_Text block_:
The latest from handmark articles

emma bugg― a concrete approach

Published 1 July 2020

Jeweller Emma Bugg loves nothing more than pushing the boundaries – even if that means using concrete.

For the last decade Emma has been exploring how to incorporate concrete into her coveted jewellery. These latest works will be on display at Handmark’s Still Life exhibition, featuring a bold collection of necklaces, earrings and rings where concrete replaces precious stones and decoration.

“I used to ride my bike a lot and would often be looking down at all the different textures and surfaces of the city. And I got to thinking it would be interesting to experiment,” Emma tells us. “To reconceptualise a common material that we see every day and walk across, and to frame it on the body, brings a new dimension to it. A new way to see it.”

It has taken years of trial and error for Emma to get to the point where concrete behaves the way she needs it to do. Working with industry experts she has discovered how to strengthen the material. Silver provides ‘the skeleton’ and framing.

Emma’s jewellery isn’t glitzy. It has an earthy connection. And, it is not just decorative either. These striking pieces also pay homage to the quiet strength of women.

As Emma explains: “There is something about us taking a material that is quite masculine, and then associating it back to the female form. I like it to be about strength – underlying strength.”

zsolt faludi― the art of tea

Published 1 July 2020

Ancient tradition and Zen simplicity imbue the latest works of Zsolt Faludi which are inspired by the Japanese Tea Ceremony.

This intricate ritual, which dates back to the 9th century, embraces Zen Buddism and its pursuit of harmony, purity and tranquillity. Qualities perfectly expressed in the beautifully sublime teapots and teacups that Zsolt has chosen for Handmark’s Still Life exhibition.

All Zsolt’s pieces have been specifically created for the Japanese tea ceremony and are based on Zen philosophy. Simplicity is evoked with fluidity. Purity of colour, and clay in its natural state, creates a feeling of harmony with nature.

“The tea ceremonies are a form of meditation,” Zsolt explains. “They usually last between three or four hours and are a zone of spiritual engagement with the world.”

Zsolt’s recent interest in the Japanese tea ceremony was sparked after meeting with a ‘Tea Master’ in Hobart. However, it also stems from a long interest in Zen Buddism, plus his study of philosophy in which he gained a PHD.

_Tasks to carry out_:
[1] Output the part of the Handmark articles between "Ancient tradition and" and "Handmark’s Still Life exhibition.", inclusive.
[2] Translate this sentence from the Handmark articles into Spanish: "Emma’s jewellery isn’t glitzy."
[3] Take the Handmark articles further, continuing from the end of the piece on Zsolt Faludi.
The lines after this point come from a source unrelated to the Handmark articles.

_Supplied entries_:
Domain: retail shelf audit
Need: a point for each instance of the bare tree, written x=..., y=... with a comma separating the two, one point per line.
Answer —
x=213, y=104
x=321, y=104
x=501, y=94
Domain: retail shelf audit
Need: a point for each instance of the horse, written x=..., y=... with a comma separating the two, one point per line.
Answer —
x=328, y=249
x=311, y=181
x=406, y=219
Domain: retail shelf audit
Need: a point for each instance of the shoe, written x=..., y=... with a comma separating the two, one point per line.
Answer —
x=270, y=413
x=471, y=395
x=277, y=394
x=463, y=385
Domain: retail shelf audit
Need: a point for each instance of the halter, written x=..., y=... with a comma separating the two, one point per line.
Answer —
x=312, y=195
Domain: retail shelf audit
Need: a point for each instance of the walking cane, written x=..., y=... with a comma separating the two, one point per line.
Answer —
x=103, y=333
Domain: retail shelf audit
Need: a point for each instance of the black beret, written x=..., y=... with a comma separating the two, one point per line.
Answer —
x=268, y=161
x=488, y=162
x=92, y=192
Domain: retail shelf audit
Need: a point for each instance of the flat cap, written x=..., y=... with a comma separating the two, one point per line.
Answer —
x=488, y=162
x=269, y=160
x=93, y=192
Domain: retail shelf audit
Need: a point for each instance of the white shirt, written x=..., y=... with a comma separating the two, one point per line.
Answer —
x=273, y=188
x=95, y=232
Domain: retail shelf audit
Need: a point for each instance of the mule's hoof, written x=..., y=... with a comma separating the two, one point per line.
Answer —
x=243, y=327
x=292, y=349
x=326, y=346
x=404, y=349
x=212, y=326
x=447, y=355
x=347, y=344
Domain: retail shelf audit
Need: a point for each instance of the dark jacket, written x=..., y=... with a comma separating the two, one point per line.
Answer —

_Responses per task_:
[1]
Ancient tradition and Zen simplicity imbue the latest works of Zsolt Faludi which are inspired by the Japanese Tea Ceremony.

This intricate ritual, which dates back to the 9th century, embraces Zen Buddism and its pursuit of harmony, purity and tranquillity. Qualities perfectly expressed in the beautifully sublime teapots and teacups that Zsolt has chosen for Handmark’s Still Life exhibition.

[2] Las joyas de Emma no son ostentosas.

[3]
“There is philosophy behind everything we do, even if we are not conscious about it,” Zsolt muses. “You look at pieces of art and it mobilizes your emotional life, your feelings, your ideas. And, when you step out of the gallery you take these feelings with you, and that helps enrich your life.”

denise campbell ― vessels of life

Published 1 July 2020

Vessels of all shapes, sizes and meanings are a recurring theme in the paintings of artist Denise Campbell.

Seen from Above is Denise’s contribution to the upcoming Still Life exhibition at Handmark Gallery. In this beautiful pared-back work we peek inside two bowls and a metal jug. Their shapes echoed in a curved arch above.

Denise loves the simplicity and form of vessels: “No matter whatever mess is going on around you, these simple bold shapes capture your attention as something so beautiful in space.”

However, she also loves the fact that vessels are a metaphor for life: “Vessels represent safety and security, nourishment and nurturing. A small bowl holds sustenance, while a vessel at sea offers protection for those on board.”

As Handmark prepares for its Still Life exhibition, it could be argued that this art form has taken on a new significance during the COVID-19 crisis. Locked indoors, artists have had to turn inwards, finding inspiration amongst inanimate objects within their homes.

“When you are confined to your inner space, you notice things a little more and become more conscious of your surroundings because you are not rushing about,” Denise adds. “So, you have got time to sit and contemplate those everyday things around you in a brand-new light.”

bare walls?

Published 16 May 2020

Bare walls?  With so many of us now working from home, let us bring Art to you!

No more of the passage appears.